[已存储的数据集条目]
--*--

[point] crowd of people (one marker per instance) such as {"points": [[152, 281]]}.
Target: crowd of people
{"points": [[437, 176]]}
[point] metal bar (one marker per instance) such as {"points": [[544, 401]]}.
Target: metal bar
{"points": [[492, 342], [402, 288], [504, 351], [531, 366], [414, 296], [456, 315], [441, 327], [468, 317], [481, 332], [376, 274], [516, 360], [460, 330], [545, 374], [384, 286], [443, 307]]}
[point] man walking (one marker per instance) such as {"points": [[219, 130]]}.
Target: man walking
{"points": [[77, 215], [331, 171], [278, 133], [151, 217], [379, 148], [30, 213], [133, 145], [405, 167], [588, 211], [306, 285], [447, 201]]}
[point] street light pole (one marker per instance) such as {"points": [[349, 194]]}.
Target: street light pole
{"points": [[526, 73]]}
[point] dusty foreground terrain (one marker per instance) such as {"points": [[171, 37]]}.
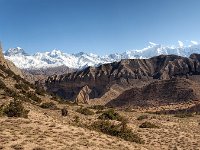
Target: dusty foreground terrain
{"points": [[47, 129]]}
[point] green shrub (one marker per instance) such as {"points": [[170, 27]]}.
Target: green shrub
{"points": [[48, 105], [9, 72], [64, 111], [110, 115], [2, 85], [148, 125], [142, 117], [16, 109], [22, 86], [183, 115], [76, 119], [85, 111], [17, 77], [98, 107], [119, 130], [1, 110], [33, 97], [10, 93], [40, 91]]}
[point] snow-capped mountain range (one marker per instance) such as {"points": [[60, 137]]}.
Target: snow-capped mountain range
{"points": [[80, 60]]}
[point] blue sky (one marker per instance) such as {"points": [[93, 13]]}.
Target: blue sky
{"points": [[97, 26]]}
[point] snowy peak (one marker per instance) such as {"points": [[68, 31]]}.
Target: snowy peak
{"points": [[80, 60], [15, 51]]}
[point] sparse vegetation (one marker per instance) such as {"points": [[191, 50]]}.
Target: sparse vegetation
{"points": [[40, 91], [110, 115], [17, 77], [85, 111], [33, 97], [119, 130], [148, 125], [22, 86], [64, 111], [183, 115], [15, 109], [2, 85], [142, 117], [48, 105], [98, 107]]}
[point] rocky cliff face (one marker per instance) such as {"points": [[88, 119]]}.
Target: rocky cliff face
{"points": [[8, 64], [126, 73], [162, 92], [2, 59]]}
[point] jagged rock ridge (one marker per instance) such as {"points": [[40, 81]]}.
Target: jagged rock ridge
{"points": [[126, 72]]}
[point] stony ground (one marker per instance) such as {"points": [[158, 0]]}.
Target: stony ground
{"points": [[47, 129]]}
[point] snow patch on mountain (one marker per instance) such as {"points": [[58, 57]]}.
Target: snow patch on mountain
{"points": [[80, 60]]}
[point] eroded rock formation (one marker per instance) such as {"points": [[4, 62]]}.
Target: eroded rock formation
{"points": [[132, 72]]}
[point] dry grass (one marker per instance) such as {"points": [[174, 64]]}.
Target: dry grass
{"points": [[47, 129]]}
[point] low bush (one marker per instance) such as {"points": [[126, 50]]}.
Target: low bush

--*--

操作说明: 从含有“[point] low bush”的那一行起，到上面数据行的最后一行止，把这几行一字不差地抄写出来。

正确答案:
[point] low bush (one marker per instance) such as {"points": [[126, 50]]}.
Target: low bush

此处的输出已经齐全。